▸ Work to complete
Write out the listing below word for word, leaving out the pictures.
#####
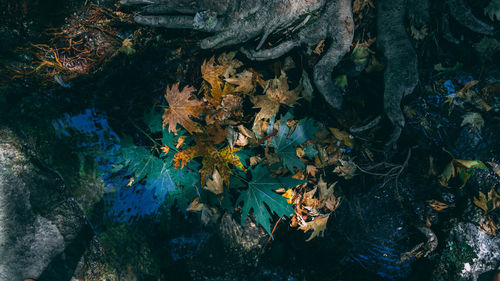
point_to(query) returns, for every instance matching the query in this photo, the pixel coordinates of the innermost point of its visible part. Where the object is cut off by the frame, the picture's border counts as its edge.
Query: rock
(38, 224)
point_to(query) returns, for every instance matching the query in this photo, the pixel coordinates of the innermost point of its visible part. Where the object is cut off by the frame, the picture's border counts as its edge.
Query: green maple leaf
(285, 144)
(153, 120)
(260, 193)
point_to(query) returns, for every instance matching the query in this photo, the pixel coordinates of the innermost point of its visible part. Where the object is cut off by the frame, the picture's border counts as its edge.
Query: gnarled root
(401, 73)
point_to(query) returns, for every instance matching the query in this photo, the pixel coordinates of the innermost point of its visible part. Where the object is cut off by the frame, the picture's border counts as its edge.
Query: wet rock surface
(38, 223)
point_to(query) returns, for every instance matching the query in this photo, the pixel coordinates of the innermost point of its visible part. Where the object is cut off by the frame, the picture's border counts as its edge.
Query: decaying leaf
(474, 120)
(215, 184)
(488, 204)
(493, 10)
(342, 136)
(489, 227)
(463, 168)
(346, 169)
(212, 159)
(495, 167)
(245, 82)
(318, 225)
(196, 206)
(181, 107)
(438, 205)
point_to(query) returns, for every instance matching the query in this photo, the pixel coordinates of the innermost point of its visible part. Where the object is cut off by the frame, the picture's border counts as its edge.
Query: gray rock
(37, 222)
(486, 248)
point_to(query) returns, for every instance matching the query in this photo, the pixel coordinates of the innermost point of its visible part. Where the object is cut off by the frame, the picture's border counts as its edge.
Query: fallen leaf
#####
▸ Correct answer
point_to(query) returns, for every instance matching the query in this photo, the pixel coordinates of the innermost point of its visible part. Where the object is cut off by the frame, the picture's border counts as its edge.
Query: rock
(38, 224)
point_to(query) returns, for every instance matching the query in this photo, the pixel coordinates of the innermost point of its visible part. Where the object is cut off by the frame, the picture's border counts as its edge.
Query: green maple leaf
(285, 144)
(153, 120)
(260, 193)
point_to(query) returns, for every instance matching the query in this photo, the pixel coordinates of the innermost point of its visible part. Where the object is cut off by the frame, the picture's border counts as its edge.
Query: gnarled root
(401, 73)
point_to(query) returns, for every instance matching the query in this photo, the pixel coordinates of the innermost point of its visible part. Where the object is cut off by the frame, the picture's border counts as its edge.
Query: wet rock surface
(38, 223)
point_to(query) returns, for every instance matching the query in this photo, the pixel coordinates of the innermost point of its visible part. Where the object is cut off by the frame, the picture's border counts as its edge.
Query: decaying leaf
(474, 120)
(215, 184)
(488, 204)
(493, 10)
(342, 136)
(489, 227)
(463, 168)
(346, 169)
(212, 159)
(495, 167)
(245, 82)
(318, 225)
(196, 206)
(181, 107)
(438, 205)
point_to(query) returns, for every instance matching the query in this photo, the pixel coordinates of the innermost point of its visible part. Where the object is cut off by the frame, the picture's border counts as its edge.
Query: gray rock
(37, 222)
(486, 248)
point_to(query) returns, for every instance matching the query in this photo, the pixel coordinates of the innermost point of its visible part. Where the object is cut off by the frame, the picture's border counts as its edge.
Query: fallen leaf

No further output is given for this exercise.